In the data below, take everything from "Where can the man's" down to "x=337, y=54" and write it out again with "short hair" changed to "long hair", keeping every other part the same.

=== Information shown ===

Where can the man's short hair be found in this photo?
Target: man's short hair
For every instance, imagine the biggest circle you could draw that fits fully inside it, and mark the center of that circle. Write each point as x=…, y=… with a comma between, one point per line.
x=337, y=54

===
=== Information shown ===

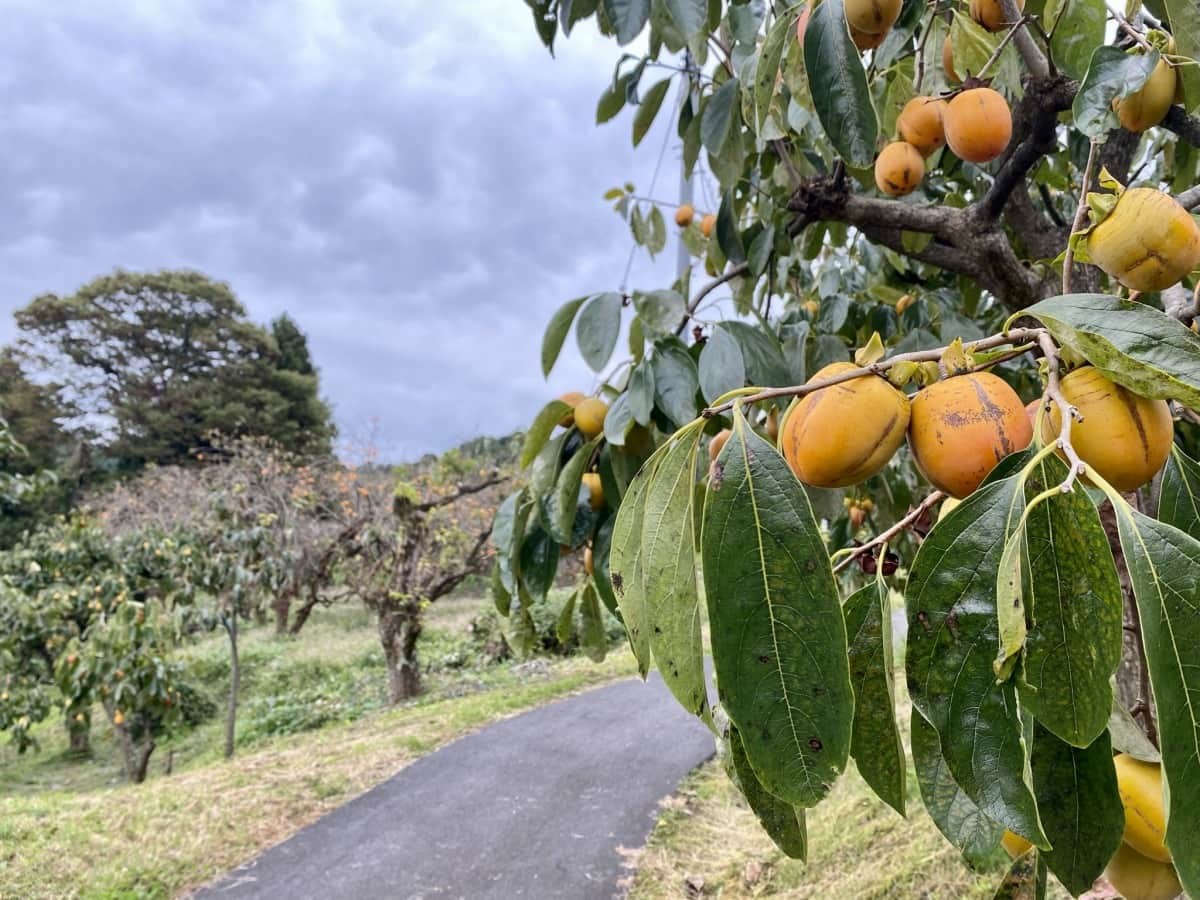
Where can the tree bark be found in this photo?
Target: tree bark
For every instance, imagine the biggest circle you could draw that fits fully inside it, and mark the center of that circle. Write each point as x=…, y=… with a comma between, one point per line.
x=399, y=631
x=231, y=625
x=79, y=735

===
=== Information shown ===

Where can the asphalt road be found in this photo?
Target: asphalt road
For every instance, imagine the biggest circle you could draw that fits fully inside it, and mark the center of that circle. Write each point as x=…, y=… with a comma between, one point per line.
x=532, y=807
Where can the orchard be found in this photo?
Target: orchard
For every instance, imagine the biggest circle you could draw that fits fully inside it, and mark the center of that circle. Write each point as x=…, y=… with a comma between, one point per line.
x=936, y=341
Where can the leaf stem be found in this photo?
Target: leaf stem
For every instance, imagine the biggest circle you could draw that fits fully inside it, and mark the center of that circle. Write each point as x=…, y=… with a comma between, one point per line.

===

= Expected answer =
Where can the man's long hair be found in this photo?
Target: man's long hair
For every instance, imagine the biggest circle you could draw that fits fully inside it, and mark the center of that circle. Write each point as x=…, y=… with a comma between, one point per line.
x=337, y=54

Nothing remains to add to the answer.